→ Problem: Reproduce the data exactly.

→ Records from a data source:
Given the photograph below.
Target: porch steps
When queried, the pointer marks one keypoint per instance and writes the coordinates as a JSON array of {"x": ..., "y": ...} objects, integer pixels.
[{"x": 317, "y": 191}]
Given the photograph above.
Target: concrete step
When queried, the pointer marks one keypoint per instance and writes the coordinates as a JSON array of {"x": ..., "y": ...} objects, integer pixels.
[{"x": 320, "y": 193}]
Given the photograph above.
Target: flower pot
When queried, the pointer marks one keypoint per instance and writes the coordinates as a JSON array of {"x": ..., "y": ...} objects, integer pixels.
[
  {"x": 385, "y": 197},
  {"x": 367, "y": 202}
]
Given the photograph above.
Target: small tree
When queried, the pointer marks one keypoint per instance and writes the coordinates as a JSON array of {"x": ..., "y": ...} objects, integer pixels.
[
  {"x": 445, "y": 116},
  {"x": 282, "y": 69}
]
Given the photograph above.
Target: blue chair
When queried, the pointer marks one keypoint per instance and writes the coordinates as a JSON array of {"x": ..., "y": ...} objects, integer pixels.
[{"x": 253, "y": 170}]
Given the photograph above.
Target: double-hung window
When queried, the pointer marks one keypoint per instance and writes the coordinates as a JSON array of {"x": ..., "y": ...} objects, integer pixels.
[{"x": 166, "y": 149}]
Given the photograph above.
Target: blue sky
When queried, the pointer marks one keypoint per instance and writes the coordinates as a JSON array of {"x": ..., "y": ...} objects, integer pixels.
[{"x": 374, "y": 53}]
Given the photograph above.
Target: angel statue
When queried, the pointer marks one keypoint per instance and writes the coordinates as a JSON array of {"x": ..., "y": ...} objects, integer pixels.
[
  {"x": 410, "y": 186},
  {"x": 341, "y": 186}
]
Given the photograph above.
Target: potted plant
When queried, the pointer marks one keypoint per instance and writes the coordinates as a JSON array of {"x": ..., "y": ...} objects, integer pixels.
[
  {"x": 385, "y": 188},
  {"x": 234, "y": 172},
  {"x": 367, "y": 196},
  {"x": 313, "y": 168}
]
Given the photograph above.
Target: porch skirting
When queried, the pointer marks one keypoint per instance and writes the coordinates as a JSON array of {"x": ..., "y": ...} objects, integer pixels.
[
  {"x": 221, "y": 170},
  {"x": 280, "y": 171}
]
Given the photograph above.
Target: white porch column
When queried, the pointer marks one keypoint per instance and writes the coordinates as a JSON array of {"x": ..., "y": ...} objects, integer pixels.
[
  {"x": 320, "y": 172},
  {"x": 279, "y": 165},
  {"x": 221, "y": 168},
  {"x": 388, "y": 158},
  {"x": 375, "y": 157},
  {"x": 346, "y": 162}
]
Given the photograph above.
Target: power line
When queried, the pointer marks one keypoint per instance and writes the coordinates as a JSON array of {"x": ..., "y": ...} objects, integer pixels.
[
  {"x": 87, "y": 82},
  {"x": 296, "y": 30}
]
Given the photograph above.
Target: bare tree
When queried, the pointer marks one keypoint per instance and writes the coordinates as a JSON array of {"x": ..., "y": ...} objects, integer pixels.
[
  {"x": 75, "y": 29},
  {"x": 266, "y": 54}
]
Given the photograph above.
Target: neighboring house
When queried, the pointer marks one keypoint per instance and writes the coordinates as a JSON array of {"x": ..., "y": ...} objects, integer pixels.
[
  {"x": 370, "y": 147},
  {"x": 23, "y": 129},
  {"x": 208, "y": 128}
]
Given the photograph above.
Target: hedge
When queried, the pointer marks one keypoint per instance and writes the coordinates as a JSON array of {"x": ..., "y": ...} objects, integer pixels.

→ Exercise solution:
Given the photograph below.
Target: porch steps
When queried, the pointer marks one keypoint per instance and writes the coordinates as a JSON array of {"x": ..., "y": ...} objects, integer pixels.
[{"x": 317, "y": 191}]
Given the photograph above.
Target: concrete step
When queried, the pointer marks one keypoint per instance and writes the coordinates as a JSON array of {"x": ..., "y": ...} objects, integer pixels.
[{"x": 320, "y": 193}]
Given the photograph above.
Target: flower pot
When queried, the pointer marks one keypoint per instance and writes the coordinates as a JSON array of {"x": ..., "y": ...} objects, integer pixels.
[
  {"x": 385, "y": 197},
  {"x": 367, "y": 202}
]
Given the photograph above.
Target: small tree
When queried, the pointer marks one keypoint per instance and writes the coordinates as a JSON array of {"x": ..., "y": ...} objects, integer pixels.
[
  {"x": 445, "y": 116},
  {"x": 282, "y": 69}
]
Given the photograph above.
Target: blue chair
When queried, the pointer marks one keypoint per instance and writes the coordinates as a JSON array of {"x": ..., "y": ...} objects, integer pixels.
[{"x": 253, "y": 170}]
Given the photograph above.
Target: double-hung window
When queried, the pointer marks one keypoint per instance and writes the coordinates as a JSON array of {"x": ..., "y": ...} objects, integer pixels.
[{"x": 166, "y": 149}]
Given the photograph above.
Target: blue sky
When queried, the pointer marks one keypoint per instance and writes the coordinates as a JSON array of {"x": ..., "y": ...} objects, integer pixels.
[{"x": 374, "y": 53}]
Given the photograph above.
Target: angel statue
When queried, the pointer marks one keypoint per instance and writes the coordinates as a JSON array of {"x": ..., "y": ...} objects, integer pixels.
[
  {"x": 410, "y": 186},
  {"x": 341, "y": 186}
]
Given the photograph above.
Target: potted plant
When queried, the pointer marks one keypoint per instance and writes the coordinates as a JSON array of {"x": ..., "y": ...} objects, integer pixels.
[
  {"x": 385, "y": 188},
  {"x": 234, "y": 172},
  {"x": 367, "y": 196},
  {"x": 313, "y": 168}
]
Given the photograph above.
Target: porch skirting
When queried, the pointer marks one keypoint per instance and writes the coordinates as a JSON array of {"x": ..., "y": ...} objects, integer pixels.
[
  {"x": 221, "y": 170},
  {"x": 280, "y": 171}
]
Given the photograph above.
Target: white porch column
When queried, the pointer marks one keypoint per instance and writes the coordinates as a JSON array of {"x": ..., "y": ...} objects, integer pixels.
[
  {"x": 320, "y": 172},
  {"x": 279, "y": 165},
  {"x": 221, "y": 168},
  {"x": 388, "y": 158},
  {"x": 375, "y": 157},
  {"x": 346, "y": 162}
]
Given the photograph above.
Target: power line
When queried, the pointer marks one keypoint per instance and writes the coordinates as a JSON array of {"x": ..., "y": ...} objects, integer pixels.
[
  {"x": 87, "y": 82},
  {"x": 296, "y": 30}
]
Given the photograph above.
Target: bare tree
When queried, the pointer marks one keypoint per instance and writes the coordinates as a JSON array of {"x": ..., "y": ...} objects, integer pixels.
[
  {"x": 75, "y": 29},
  {"x": 266, "y": 54}
]
Given the photograph above.
Target: neighboring house
When queried, the pointer marks one keypoint per instance and writes the coordinates as a JSON array of {"x": ..., "y": ...} objects, integer pixels.
[
  {"x": 370, "y": 147},
  {"x": 23, "y": 129},
  {"x": 208, "y": 128}
]
Given the photograph above.
Target: hedge
When queried, the pointer marks one keypoint per instance and writes the coordinates as a JSON array of {"x": ..., "y": ...} objects, integer pixels.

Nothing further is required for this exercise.